TEKST
------------------------------------
O tym co kryje się za słowem ART - szczególnie w szczecińskiej przestrzeni kultury miejskiej - w najnowszym tekście Marty Siłakowskiej.
Mówią, że w Szczecinie nic się nie dzieje, że nuda, że jesień, deprecha i w ogóle. Co za śmieszni ludzie to mówią. A przecież powietrze w Szczecinie, aż gęste jest od miejsc i imprez spod znaku dużego ART, zwłaszcza w tym czasie. Ma się wrażenie, jakby niebo miało runąć nam na głowy, jak Galom w słynnym komiksie "Asterix & Obelix".
Zaczęłam felieton od tytułu "ART rulez", bo rzeczywiście coś w tym jest. Co się obejrzę, to słyszę od znajomych o czymś, co ma związek z tym słowem albo co chwilę pojawiają się plakaty reklamujące coś, co zawiera w swojej nazwie wyrażenie ART.
------------------------------------
ZAPISANE DANE
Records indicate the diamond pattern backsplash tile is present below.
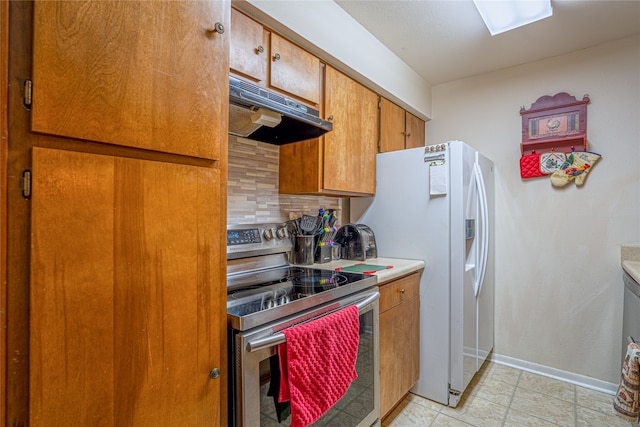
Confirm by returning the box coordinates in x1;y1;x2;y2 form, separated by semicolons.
227;135;343;225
------------------------------------
ZADANIA
A) Z jakiego komiksu pochodzi porównanie do nieba, które ma runąć na głowy, przywołane w tekście?
B) Streść krócej akapit tekstu rozpoczynający się od słów „Mówią, że w Szczecinie nic się nie dzieje”, zachowując jego główne informacje.
C) Powiel dokładnie fragment tekstu, zaczynając od „O tym co kryje” i kontynuując aż do „nazwie wyrażenie ART.”.

ODPOWIEDZI PO KOLEI
A) Z komiksu „Asterix & Obelix”.

B) Niektórzy twierdzą, że w Szczecinie panuje nuda i jesienna chandra. Tymczasem, zwłaszcza w tym okresie, miasto jest pełne miejsc i imprez spod znaku ART. Ich mnogość przypomina niebo walące się na głowy Galów z komiksu „Asterix & Obelix”.

C)
O tym co kryje się za słowem ART - szczególnie w szczecińskiej przestrzeni kultury miejskiej - w najnowszym tekście Marty Siłakowskiej.
Mówią, że w Szczecinie nic się nie dzieje, że nuda, że jesień, deprecha i w ogóle. Co za śmieszni ludzie to mówią. A przecież powietrze w Szczecinie, aż gęste jest od miejsc i imprez spod znaku dużego ART, zwłaszcza w tym czasie. Ma się wrażenie, jakby niebo miało runąć nam na głowy, jak Galom w słynnym komiksie "Asterix & Obelix".
Zaczęłam felieton od tytułu "ART rulez", bo rzeczywiście coś w tym jest. Co się obejrzę, to słyszę od znajomych o czymś, co ma związek z tym słowem albo co chwilę pojawiają się plakaty reklamujące coś, co zawiera w swojej nazwie wyrażenie ART.